## [Excerpted text]
When you ask him who his teacher is, he says, “My mother is my teacher.”

Every time she hears that, Anjali Sanghi feels pride.

“I haven’t taught him to say that,” says Anjali, who lives in Bangalore. “He’s recognized me as his teacher himself, and it’s a wonderful feeling.”

It’s a validation, of sorts, of her choice to homeschool her son, then 4. At the time, there were no other homeschooling families, no Facebook groups of like-minded parents for support. It was just Anjali, her son, and a desire to help him lead a healthier, fuller life. Three years later, Anjali and Manikya aren’t alone anymore. After moving from Delhi to Bangalore, they joined a close circle of friends with several other homeschooling families. While each family has a different approach, Anjali says, what connects them is a common goal to create an environment that nurtures their children’s innate talent.

Homeschooling in India, while still not common, is on the rise – at least, anecdotally. The Homeschool Legal Defense Association (HSLDA), an international advocacy group, estimates there are 500 to 1,000 children being homeschooled in India as of 2012. But this strikes Anjali and her circle as low. The truth is, the data doesn’t exist yet. The Government doesn’t track the number of children educated at home, perhaps because its stance on homeschooling is unclear; while a 2012 ruling acknowledged the Right to Education Act doesn’t proscribe homeschooling, the practice exists in a gray area, without official legal recognition or support.

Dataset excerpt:

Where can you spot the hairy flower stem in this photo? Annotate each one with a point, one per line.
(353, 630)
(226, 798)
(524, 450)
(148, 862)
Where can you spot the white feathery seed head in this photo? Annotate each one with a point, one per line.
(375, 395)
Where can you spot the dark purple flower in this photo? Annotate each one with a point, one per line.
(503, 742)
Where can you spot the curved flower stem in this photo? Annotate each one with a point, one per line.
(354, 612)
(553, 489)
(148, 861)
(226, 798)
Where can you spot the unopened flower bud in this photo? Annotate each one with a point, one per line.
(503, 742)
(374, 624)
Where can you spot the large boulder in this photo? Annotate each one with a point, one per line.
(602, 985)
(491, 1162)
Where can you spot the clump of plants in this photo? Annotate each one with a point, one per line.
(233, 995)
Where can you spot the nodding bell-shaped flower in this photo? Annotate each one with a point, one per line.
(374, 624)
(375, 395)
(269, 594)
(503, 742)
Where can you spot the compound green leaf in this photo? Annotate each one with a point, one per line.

## [Set tasks]
1) In the homeschooling text, which city did Anjali and Manikya move from before joining other homeschooling families in Bangalore?
2) List every place name that appears in the homeschooling text.
3) Repeat the part of the homeschooling text that opens with the words containing "It’s a validation, of" and closes with "children’s innate talent.".

## [Worked solutions]
1) Delhi

2) Bangalore, Delhi, India

3)
It’s a validation, of sorts, of her choice to homeschool her son, then 4. At the time, there were no other homeschooling families, no Facebook groups of like-minded parents for support. It was just Anjali, her son, and a desire to help him lead a healthier, fuller life. Three years later, Anjali and Manikya aren’t alone anymore. After moving from Delhi to Bangalore, they joined a close circle of friends with several other homeschooling families. While each family has a different approach, Anjali says, what connects them is a common goal to create an environment that nurtures their children’s innate talent.